Shell script that keeps SSH connections open

This is somewhat like autossh but written as portable Bourne shell script, which makes life a bit easier to us poor folks who have to deal with old UNIX systems.

What it does

Keeps a SSH connection open no matter what, reconnecting when necessary. When port forwarding is requested, keepssh will make sure it is successful as well. If it's not we will drop the session and reconnect until forwarding is up, with special provisions for older OpenSSH clients that can't monitor port forwarding themselves.

This is of course mostly useful for setting up tunnels but keepssh can be used interactively too; works pretty well on a laptop when you need to move around. Close the lid, connection times out; open the lid, it is back up.

Usage

keepssh is intended to be easy to use. Run it as you would run ssh, there are no special arguments; e.g. instead of:

    ssh -o foo=yes -i ~/.ssh/identity -p 2222 foo@bar.baz

Use this:

keepssh -o foo=yes -i ~/.ssh/identity -p 2222 foo@bar.baz

All arguments are passed through to ssh transparently, except -f and -q; these are handled internally to produce the same behavior:

  • -f will tell keepssh to drop into background; combined with KEEPSSH_PIDFILE variable (see below) this allows for easier scripting because ssh can be restarted many times and its PID will change every time but keepssh process will stay the same until terminated.

  • -q will tell keepssh to be quiet. No errors or warnings are printed to stderr, just like ssh does.

Environment variables

There are a few extra features and behaviors controlled via env variables:

  • KEEPSSH_SSH=<path> will force using SSH client at the specified path instead of the default ssh.

  • KEEPSSH_VERBOSE=<level> will make keepssh log non-essential information on stderr to help with troubleshooting. Values of can be 1 or 2, with greater verbosity at 2.

  • KEEPSSH_DEBUG=<level> will add debugging information to usual log messages. Level=1 will set -x and level=2 will set -xv, which is a lot of output. When debugging is requested, -q option is ignored.

  • KEEPSSH_TIMEOUT=<seconds> will change the timeout between reconnect attempts (default is 5). If the time since last reconnect attempt is less than this value, the timeout is multiplied by 2 for each subsequent failed attempt, until KEEPSSH_MAX_TIMEOUT is reached. The timeout will be reset back to original KEEPSSH_TIMEOUT value after a successful connection. This is useful for preventing network flooding.

=== RECORDS FOR PROCESSING ===

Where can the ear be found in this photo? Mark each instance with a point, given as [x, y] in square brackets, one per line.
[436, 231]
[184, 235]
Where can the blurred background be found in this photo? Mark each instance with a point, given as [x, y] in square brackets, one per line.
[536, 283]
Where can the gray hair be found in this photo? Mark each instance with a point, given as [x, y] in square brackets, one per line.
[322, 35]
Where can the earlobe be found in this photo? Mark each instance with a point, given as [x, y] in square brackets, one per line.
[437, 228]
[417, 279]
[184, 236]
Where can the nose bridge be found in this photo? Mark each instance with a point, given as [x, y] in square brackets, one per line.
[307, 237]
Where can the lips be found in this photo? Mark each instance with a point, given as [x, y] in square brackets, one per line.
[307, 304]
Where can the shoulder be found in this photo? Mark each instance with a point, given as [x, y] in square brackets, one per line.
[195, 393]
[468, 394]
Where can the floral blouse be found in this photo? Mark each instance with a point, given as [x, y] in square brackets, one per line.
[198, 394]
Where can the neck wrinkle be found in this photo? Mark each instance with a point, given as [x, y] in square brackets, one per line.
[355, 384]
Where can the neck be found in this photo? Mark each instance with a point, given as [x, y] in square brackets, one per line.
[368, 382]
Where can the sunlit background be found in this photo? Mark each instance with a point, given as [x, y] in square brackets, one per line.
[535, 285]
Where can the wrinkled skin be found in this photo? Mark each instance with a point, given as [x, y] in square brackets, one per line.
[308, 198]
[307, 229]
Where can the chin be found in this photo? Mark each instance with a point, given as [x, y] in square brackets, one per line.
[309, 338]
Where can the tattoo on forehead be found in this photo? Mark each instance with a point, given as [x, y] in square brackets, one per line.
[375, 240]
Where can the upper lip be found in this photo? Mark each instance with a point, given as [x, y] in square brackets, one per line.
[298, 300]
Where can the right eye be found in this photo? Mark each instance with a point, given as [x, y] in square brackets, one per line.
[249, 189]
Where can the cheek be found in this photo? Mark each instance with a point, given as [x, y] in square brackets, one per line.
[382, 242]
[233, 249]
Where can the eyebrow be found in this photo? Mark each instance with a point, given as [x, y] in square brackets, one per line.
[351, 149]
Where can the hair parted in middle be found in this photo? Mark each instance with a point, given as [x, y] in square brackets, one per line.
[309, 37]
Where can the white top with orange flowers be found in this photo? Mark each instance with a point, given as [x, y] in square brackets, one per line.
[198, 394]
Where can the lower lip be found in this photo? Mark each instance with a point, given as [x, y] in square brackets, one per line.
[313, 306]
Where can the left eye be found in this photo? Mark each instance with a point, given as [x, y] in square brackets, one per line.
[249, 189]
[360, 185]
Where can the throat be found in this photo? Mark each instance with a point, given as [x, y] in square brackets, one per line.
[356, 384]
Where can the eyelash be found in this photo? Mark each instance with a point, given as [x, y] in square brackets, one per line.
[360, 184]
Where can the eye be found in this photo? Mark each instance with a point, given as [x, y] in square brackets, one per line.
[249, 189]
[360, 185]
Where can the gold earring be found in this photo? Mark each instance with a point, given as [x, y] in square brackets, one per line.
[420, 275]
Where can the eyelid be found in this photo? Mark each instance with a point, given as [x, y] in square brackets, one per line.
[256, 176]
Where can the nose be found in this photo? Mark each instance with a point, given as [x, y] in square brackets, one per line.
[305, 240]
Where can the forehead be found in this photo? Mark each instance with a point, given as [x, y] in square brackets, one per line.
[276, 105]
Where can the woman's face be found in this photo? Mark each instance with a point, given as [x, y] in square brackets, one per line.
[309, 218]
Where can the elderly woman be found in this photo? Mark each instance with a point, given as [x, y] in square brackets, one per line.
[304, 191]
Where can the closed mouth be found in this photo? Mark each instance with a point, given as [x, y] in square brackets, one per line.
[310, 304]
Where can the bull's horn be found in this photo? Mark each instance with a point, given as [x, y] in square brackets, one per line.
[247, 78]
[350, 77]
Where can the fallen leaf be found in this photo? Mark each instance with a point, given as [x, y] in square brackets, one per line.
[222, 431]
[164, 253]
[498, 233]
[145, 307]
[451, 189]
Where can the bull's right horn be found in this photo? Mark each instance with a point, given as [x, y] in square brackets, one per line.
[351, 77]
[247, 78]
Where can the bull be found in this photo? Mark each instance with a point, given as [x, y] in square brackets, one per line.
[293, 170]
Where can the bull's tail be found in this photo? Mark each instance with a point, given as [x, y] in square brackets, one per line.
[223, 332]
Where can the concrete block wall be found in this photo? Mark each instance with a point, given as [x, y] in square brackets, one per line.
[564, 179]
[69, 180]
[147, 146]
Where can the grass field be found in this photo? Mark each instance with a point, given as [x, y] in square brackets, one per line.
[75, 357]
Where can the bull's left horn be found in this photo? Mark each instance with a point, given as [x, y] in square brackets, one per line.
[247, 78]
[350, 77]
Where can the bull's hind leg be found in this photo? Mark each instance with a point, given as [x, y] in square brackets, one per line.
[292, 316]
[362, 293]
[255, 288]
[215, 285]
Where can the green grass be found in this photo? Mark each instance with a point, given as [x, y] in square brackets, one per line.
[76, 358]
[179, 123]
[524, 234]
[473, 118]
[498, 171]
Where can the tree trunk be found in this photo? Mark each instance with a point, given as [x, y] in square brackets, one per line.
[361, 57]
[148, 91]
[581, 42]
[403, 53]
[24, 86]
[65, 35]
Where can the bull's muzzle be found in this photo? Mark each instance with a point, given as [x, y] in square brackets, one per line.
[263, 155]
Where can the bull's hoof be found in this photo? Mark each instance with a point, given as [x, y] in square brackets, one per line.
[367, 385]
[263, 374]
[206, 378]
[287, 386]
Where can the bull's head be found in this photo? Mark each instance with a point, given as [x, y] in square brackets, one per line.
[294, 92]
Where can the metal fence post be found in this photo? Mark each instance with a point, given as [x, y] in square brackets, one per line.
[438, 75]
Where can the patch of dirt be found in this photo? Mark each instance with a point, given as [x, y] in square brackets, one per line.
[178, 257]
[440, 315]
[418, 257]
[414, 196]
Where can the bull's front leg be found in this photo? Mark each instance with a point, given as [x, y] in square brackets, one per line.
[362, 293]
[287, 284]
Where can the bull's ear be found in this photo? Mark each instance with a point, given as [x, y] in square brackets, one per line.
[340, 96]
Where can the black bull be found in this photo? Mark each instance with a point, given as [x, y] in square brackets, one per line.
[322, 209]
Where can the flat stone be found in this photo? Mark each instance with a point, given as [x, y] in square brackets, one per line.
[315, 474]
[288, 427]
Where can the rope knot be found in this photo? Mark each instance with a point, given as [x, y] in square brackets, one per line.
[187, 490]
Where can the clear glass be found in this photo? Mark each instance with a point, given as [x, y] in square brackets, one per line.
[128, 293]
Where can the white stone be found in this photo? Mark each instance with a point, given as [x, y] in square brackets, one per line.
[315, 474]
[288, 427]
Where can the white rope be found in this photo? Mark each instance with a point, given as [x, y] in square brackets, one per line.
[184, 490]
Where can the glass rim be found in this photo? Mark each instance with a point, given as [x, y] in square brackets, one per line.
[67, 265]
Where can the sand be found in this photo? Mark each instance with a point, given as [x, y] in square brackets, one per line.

=== DIRECTIONS ===
A - Rewrite the entries as a numbered list, starting with the line that contains "Where can the glass" and going on through the last line of the entries, with any blank lines left out.
B - Extend the keepssh write-up, picking up right after its last sentence.

=== OUTPUTS BY TASK ===
A -
1. Where can the glass rim be found in this photo? Mark each instance with a point, given as [x, y] in square brackets, one per line.
2. [67, 265]
3. Where can the sand be found in this photo? Mark each instance with a point, given as [x, y] in square brackets, one per line.

B -
  • KEEPSSH_MAX_TIMEOUT=<seconds> will change the maximum timeout betweeen reconnect attempts (default is 300).

  • KEEPSSH_PIDFILE=<path> will print the PID of the process to specified file. Use this process id to stop keepssh.

  • KEEPSSH_LOGFILE=<path> will divert stderr to the specified file, including ssh output on stderr. When both log file and -q option are used, keepssh will create the file but won't print anything in it.

  • KEEPSSH_NO_TIMESTAMP=1 will tell keepssh not to timestamp log file messages. This variable is only meaningful when KEEPSSH_LOGFILE is used; log messages on stderr are never timestamped.

  • KEEPSSH_FIFO=<path> will use the path (or mktemp pattern) to create named pipe where ssh stderr will be redirected. This is used on old systems where OpenSSH doesn't support ExitOnForwardFailure option and we have to parse its stderr for errors. Default is whatever your local mktemp command comes up with.

Installation

There are no special instructions for keepssh, it is designed to be simple and portable. Drop the script into your ~/bin and run chmod +x ~/bin/keepssh and you're all set. Something like this:

curl -L https://raw.github.com/nohuhu/keepssh/master/keepssh > ~/bin/keepssh
chmod 755 ~/bin/keepssh

Requirements

Obviously you will need a SSH client to use this script. So far keepssh was tested with OpenSSH in Linux, Mac OS X and Solaris 10; there is a reasonable expectation that it might work in other systems, too.

I would very much like to make keepssh compatible with any UNIX system out there but I don't have access to anything beyond listed above. Patches and bug reports are always welcome.